Retirement Spotlight: Nate Dally
Meet Nate Dally who recently retired from Augustana as assistant vice president for annual giving and alumni relations, and find out why relationships and friendships are so important in a successful 31-year career in Advancement.
Q: Where are you originally from and where did you get your education?
A: I was born and raised in Sioux Falls and went to high school at Washington. From there I went to Concordia College and double majored in political science and English and minored in business administration. I went to grad school at the University of South Dakota and then came back and did more post graduate training in business at Augustana, allowing me to have triple majors.
Q: Why did you choose Augustana as your professional home?

####

List every school that Nate Dally attended, according to the retirement spotlight.

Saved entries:
####

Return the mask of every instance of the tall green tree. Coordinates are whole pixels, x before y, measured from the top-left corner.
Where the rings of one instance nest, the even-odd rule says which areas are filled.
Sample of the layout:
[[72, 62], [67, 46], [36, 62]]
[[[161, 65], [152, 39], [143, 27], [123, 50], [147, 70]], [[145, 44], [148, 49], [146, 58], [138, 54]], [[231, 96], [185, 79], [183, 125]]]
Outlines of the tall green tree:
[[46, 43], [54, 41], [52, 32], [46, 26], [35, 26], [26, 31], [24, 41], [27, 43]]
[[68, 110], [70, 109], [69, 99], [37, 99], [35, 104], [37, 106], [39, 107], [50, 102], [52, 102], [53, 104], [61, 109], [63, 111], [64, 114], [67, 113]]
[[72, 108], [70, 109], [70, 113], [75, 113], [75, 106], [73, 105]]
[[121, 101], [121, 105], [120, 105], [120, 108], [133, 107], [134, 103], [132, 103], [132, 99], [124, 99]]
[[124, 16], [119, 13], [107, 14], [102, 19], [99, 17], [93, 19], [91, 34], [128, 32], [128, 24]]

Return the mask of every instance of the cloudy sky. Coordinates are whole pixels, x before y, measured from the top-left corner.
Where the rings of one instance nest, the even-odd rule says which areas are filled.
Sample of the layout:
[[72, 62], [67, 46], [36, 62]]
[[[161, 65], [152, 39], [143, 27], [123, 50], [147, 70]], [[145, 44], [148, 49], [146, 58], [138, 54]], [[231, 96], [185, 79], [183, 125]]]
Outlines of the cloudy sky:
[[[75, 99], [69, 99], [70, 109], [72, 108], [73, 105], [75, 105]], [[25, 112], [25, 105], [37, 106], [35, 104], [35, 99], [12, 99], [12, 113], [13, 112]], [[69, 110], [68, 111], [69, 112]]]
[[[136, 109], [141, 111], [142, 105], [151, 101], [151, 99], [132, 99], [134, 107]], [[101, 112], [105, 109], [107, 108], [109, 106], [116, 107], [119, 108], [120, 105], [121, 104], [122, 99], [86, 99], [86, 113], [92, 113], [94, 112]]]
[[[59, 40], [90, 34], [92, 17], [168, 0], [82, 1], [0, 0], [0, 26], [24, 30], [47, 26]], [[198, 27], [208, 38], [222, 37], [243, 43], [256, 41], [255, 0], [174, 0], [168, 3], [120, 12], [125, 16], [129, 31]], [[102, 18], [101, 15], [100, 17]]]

####

Task output:
Washington (high school)
Concordia College
University of South Dakota
Augustana